EXERCISE >> Report only the number of lines below in which the string "shoe" appears.

RECORDED DATA >>
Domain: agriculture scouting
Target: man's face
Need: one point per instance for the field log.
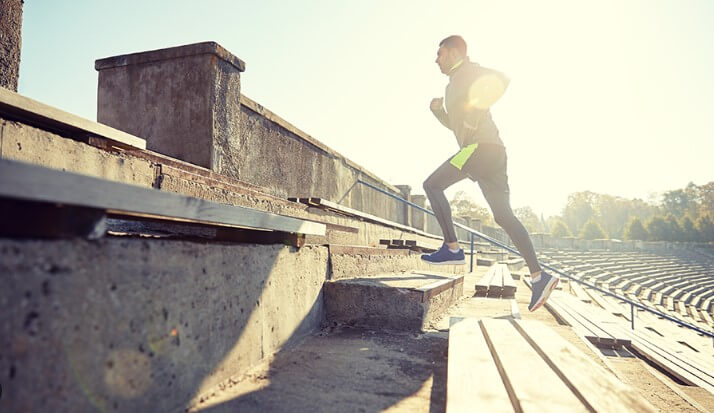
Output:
(446, 59)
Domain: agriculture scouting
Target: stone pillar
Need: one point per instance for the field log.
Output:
(185, 101)
(408, 210)
(10, 42)
(419, 217)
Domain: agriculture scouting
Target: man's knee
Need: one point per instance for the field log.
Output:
(428, 186)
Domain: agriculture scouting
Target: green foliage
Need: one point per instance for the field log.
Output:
(592, 230)
(560, 230)
(529, 219)
(689, 231)
(579, 209)
(635, 230)
(705, 227)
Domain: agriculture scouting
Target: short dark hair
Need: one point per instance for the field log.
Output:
(454, 42)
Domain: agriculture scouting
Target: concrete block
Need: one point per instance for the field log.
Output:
(11, 35)
(185, 101)
(392, 301)
(356, 262)
(128, 324)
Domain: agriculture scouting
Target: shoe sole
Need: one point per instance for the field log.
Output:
(546, 293)
(460, 262)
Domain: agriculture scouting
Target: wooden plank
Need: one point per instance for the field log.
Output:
(34, 183)
(527, 373)
(597, 320)
(515, 312)
(673, 363)
(594, 386)
(32, 112)
(607, 304)
(579, 293)
(583, 324)
(509, 286)
(473, 381)
(705, 315)
(45, 220)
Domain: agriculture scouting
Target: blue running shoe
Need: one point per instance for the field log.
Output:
(445, 257)
(541, 290)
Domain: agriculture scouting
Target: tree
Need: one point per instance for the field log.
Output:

RESULT >> 2